**Artikel:**
= = = = = = =

Während G. Pisani Sartorio (1995) und S. Le Pera und L. Sasso D'Elia (1995) die Treppe der Fragmente FUM Nr. 31 a-c gar nicht erwähnen, wird in einigen der unter III.3. betrachteten Rekonstruktionen einer ihrer Treppenläufe über das Gebäude "L" meiner Abbildung 2 'hinweg' zur Porta Carmentalis geführt. Man kann aber fragen, warum die Römer ausgerechnet an dieser natürlich geschützten Stelle eine Treppe von außerhalb der Stadtmauer auf das Plateau des Capitoliums geführt haben sollten. Wie erwähnt, nimmt Coarelli diesen Treppenlauf auf der Innenseite der Stadtmauer an. Er habe seiner Ansicht nach dazu gedient, daß der Proconsul (später der Kaiser) nach Ablegen der vota auf dem Capitolium zum sinister ianus portae Carmentalis (nach Coarellis Ansicht dem linken Tordurchgang auf der Landseite ) gelangen konnte, der der profectio vorbehalten gewesen sei. Die Geschichte der Fabii zeige, daß die Porta Carmentalis zwei Durchgänge besessen habe, und daß es zwei voneinander getrennte Zugänge zu diesen Durchgängen gab. Coarelli glaubt, daß der Proconsul den Clivus Capitolinus , der für den Triumphzug reserviert gewesen sei, in 'Gegenrichtung' nicht habe beschreiten dürfen. Ferner weist er darauf hin, daß die Porta Carmentalis jederzeit passierbar gewesen sein müsse, weil hier der Vicus Iugarius die Stadt verließ. Als Lösung dieses Problems wäre nach Ansicht von Coarelli z.B. denkbar, daß die Tabus, die die Porta Triumphalis und die Porta Scelerata betrafen, vielleicht nur temporär gegolten haben. Andererseits hätte das Stadttor laut Coarelli womöglich mehr als nur zwei Durchgänge besitzen müssen, dann nämlich, wenn diese Namen zwei verschiedene Durchgänge des Stadttores bezeichnet hätten, und beide nur in Ausnahmefällen benutzt worden wären.

= = = = = = =

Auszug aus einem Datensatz
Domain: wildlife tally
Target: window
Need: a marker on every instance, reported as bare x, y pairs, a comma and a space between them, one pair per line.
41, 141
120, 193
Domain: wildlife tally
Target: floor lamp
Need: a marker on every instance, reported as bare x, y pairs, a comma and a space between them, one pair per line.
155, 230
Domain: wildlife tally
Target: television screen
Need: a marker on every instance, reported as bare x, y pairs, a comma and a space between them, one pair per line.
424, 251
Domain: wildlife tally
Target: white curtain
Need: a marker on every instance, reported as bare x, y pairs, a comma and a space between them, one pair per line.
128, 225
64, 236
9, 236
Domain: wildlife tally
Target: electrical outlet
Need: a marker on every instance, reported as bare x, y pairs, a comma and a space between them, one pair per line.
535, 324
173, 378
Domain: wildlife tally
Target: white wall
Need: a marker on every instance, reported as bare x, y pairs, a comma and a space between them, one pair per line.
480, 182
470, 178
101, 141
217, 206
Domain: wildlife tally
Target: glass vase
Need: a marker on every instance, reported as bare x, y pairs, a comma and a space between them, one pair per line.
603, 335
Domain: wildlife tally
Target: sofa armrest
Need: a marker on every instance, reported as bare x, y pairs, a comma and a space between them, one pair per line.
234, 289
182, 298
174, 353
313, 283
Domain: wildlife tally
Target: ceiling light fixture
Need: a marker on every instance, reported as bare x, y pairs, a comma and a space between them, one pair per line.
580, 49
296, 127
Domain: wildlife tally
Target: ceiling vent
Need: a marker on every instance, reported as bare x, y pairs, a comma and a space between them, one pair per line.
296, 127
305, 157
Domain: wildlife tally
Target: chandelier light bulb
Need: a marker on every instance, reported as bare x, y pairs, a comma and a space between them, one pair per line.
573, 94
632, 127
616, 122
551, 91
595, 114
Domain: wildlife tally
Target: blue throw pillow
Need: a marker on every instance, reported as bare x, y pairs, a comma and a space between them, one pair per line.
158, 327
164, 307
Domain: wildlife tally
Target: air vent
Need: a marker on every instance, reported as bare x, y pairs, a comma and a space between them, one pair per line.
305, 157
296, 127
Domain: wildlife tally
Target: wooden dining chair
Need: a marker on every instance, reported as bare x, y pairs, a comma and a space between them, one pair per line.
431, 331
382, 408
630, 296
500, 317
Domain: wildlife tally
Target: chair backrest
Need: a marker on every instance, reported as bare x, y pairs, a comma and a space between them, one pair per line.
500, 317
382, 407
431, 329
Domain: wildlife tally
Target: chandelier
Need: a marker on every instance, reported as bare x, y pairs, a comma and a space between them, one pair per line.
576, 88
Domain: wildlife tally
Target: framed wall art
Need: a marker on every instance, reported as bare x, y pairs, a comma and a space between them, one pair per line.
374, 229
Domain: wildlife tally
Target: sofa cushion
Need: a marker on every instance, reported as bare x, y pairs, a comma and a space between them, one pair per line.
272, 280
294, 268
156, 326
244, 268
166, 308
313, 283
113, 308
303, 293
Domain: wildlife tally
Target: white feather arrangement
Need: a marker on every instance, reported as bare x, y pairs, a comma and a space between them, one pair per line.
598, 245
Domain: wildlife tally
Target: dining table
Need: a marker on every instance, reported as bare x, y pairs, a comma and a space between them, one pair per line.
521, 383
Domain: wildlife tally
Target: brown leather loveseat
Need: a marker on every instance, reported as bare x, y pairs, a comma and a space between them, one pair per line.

= = = = = = =

Fassen Sie den Absatz des Artikels, der mit „Während G. Pisani Sartorio“ beginnt, als Stichpunktliste zusammen. Die wichtigsten Aussagen müssen erhalten bleiben.

- G. Pisani Sartorio (1995) sowie S. Le Pera und L. Sasso D'Elia (1995) erwähnen die Treppe der Fragmente FUM Nr. 31 a-c nicht.
- Einige Rekonstruktionen führen einen ihrer Treppenläufe über das Gebäude „L“ hinweg zur Porta Carmentalis.
- Fraglich ist, warum die Römer gerade an dieser natürlich geschützten Stelle eine Treppe von außerhalb der Stadtmauer auf das Plateau des Capitoliums geführt haben sollten.
- Coarelli nimmt den Treppenlauf auf der Innenseite der Stadtmauer an. Über ihn sei der Proconsul (später der Kaiser) nach Ablegen der vota auf dem Capitolium zum sinister ianus portae Carmentalis gelangt. Dieser Durchgang sei der profectio vorbehalten gewesen.
- Nach Coarelli zeigt die Geschichte der Fabii, dass das Tor zwei Durchgänge mit getrennten Zugängen besaß.
- Den für den Triumphzug reservierten Clivus Capitolinus habe der Proconsul nicht in Gegenrichtung beschreiten dürfen.
- Die Porta Carmentalis müsse jederzeit passierbar gewesen sein, da hier der Vicus Iugarius die Stadt verließ.
- Als mögliche Lösungen nennt Coarelli zwei Annahmen:
  - Die Tabus für die Porta Triumphalis und die Porta Scelerata galten nur zeitweise.
  - Das Tor besaß mehr als zwei Durchgänge. Das wäre der Fall, wenn beide Namen verschiedene, nur in Ausnahmefällen genutzte Durchgänge bezeichneten.